(Object pointing dataset items)
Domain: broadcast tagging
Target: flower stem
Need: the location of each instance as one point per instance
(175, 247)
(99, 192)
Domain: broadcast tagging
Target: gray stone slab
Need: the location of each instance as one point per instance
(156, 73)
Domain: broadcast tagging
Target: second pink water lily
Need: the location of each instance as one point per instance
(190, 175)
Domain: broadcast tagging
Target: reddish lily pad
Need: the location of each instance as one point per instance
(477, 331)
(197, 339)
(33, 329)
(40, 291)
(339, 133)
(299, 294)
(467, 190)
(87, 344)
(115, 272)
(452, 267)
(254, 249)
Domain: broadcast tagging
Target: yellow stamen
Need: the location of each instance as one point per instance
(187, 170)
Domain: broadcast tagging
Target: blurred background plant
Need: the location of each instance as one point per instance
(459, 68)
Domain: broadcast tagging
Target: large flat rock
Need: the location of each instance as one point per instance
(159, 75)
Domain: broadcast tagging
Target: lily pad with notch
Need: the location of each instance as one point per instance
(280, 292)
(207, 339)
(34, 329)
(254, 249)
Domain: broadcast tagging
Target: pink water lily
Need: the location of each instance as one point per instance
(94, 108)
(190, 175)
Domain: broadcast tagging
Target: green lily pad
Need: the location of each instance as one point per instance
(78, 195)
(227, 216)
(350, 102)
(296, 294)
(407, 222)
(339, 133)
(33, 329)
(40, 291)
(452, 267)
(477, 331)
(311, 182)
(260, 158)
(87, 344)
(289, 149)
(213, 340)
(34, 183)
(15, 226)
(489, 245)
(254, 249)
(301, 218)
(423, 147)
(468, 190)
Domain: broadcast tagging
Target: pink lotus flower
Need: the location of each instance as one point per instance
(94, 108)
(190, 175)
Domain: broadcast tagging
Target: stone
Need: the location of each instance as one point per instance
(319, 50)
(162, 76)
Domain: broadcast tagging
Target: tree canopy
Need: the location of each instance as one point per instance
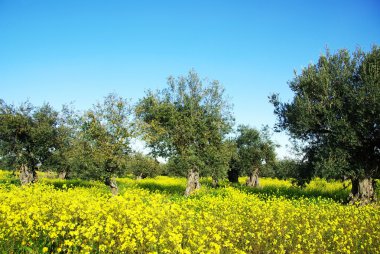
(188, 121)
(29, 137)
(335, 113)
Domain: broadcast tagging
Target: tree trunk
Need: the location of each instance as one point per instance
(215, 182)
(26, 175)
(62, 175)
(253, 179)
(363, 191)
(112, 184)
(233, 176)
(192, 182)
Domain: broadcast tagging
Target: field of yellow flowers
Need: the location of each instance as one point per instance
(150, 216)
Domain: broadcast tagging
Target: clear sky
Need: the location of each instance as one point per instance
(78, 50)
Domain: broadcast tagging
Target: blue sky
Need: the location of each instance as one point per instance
---
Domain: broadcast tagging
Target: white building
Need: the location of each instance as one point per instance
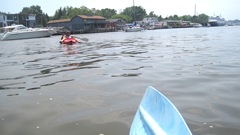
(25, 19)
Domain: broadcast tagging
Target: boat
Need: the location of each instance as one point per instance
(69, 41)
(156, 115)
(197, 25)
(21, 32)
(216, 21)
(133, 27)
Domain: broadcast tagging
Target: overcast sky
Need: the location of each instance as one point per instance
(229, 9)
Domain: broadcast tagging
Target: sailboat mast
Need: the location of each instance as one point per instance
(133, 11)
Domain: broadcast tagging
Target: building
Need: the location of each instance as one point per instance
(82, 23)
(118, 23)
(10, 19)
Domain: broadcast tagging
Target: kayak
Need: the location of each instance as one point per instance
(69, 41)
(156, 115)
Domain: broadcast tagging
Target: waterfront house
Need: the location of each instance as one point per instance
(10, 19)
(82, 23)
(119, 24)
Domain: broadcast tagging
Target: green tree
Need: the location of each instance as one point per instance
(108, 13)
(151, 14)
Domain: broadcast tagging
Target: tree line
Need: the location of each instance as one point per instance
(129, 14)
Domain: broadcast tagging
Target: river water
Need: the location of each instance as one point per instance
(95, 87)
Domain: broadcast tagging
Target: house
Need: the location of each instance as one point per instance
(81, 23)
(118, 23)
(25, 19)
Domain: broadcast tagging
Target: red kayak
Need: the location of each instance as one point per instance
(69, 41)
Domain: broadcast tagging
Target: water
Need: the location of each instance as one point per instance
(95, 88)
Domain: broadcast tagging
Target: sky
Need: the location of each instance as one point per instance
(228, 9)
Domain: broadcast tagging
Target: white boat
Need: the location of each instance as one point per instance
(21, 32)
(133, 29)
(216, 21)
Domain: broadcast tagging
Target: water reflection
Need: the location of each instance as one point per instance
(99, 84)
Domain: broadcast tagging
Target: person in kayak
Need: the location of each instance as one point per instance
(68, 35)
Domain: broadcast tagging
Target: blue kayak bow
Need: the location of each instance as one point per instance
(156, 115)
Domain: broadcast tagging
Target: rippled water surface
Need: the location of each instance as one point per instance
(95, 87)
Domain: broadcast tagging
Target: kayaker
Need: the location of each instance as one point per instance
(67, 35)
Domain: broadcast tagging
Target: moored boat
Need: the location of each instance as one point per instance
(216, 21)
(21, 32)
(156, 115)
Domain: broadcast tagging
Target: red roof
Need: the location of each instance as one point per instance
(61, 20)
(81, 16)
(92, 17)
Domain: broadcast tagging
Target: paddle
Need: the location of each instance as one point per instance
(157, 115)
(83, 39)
* * *
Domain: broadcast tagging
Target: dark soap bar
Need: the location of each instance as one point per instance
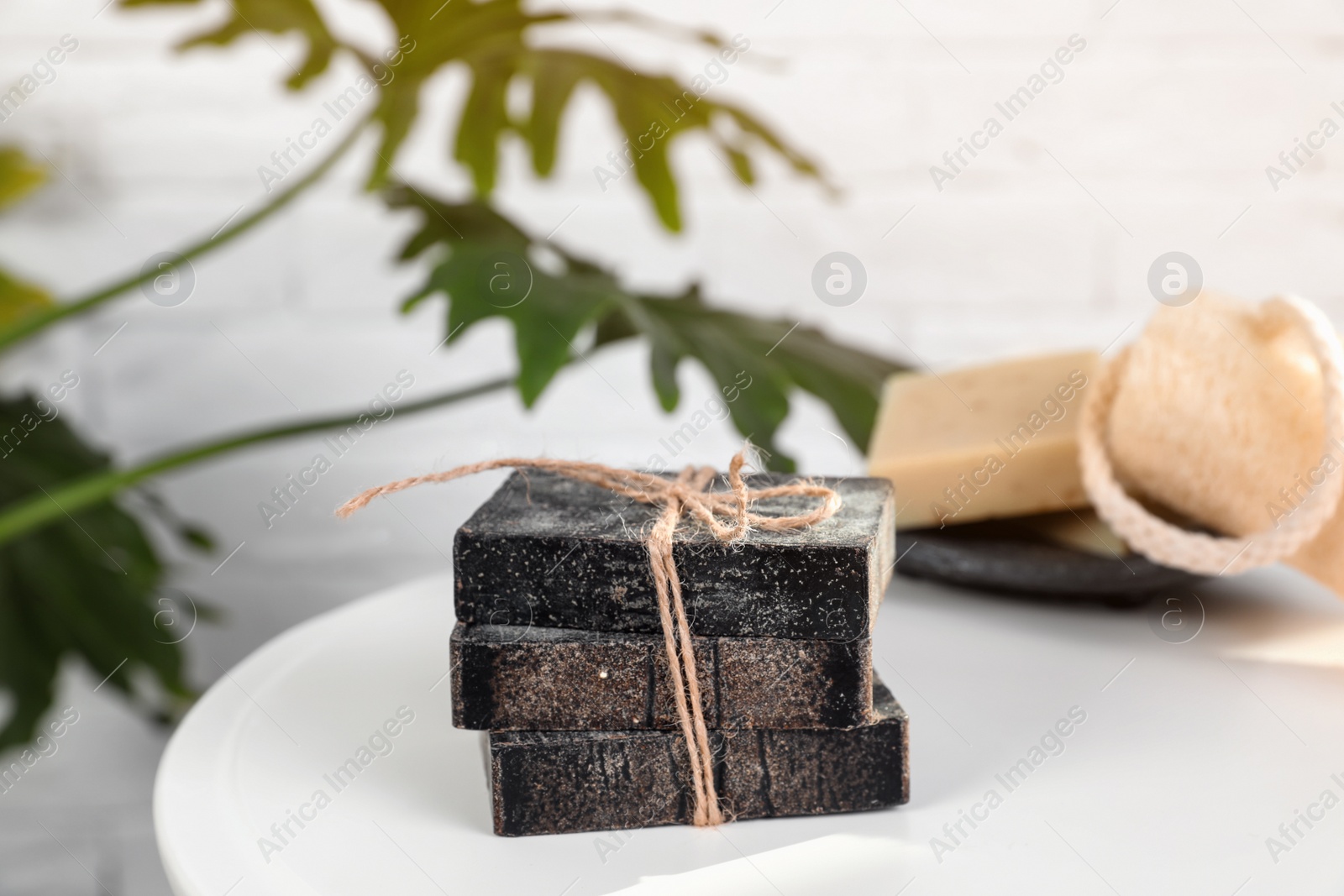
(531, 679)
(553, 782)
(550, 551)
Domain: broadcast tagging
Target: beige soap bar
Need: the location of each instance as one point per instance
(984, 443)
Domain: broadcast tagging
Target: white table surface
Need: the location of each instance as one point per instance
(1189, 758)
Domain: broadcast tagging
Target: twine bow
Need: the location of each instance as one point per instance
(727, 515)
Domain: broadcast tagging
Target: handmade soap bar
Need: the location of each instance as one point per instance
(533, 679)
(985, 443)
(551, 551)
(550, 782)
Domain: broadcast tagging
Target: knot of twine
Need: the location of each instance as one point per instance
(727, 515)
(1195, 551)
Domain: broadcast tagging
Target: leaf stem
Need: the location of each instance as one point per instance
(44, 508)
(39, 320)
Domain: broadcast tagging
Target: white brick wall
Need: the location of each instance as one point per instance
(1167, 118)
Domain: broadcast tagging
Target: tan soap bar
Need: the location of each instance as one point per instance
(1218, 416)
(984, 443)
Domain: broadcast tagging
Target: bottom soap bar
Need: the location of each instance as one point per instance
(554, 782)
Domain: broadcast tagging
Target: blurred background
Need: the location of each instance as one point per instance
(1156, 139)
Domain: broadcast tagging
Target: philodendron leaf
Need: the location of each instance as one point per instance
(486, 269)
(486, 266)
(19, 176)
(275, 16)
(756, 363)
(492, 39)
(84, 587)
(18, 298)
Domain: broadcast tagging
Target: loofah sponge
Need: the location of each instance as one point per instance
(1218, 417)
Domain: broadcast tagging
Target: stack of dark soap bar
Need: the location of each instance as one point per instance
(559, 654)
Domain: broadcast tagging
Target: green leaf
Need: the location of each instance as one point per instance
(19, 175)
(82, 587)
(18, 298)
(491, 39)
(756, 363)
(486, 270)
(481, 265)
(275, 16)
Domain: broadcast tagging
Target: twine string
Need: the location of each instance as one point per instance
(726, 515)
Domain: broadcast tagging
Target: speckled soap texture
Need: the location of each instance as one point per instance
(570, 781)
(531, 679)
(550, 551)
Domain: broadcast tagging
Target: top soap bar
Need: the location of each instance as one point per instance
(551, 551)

▸ WORK TO BE COMPLETED:
List every line of the items above that contains the string "stem". Case counts.

▸ REPLY:
Target: flower stem
Target: leaf stem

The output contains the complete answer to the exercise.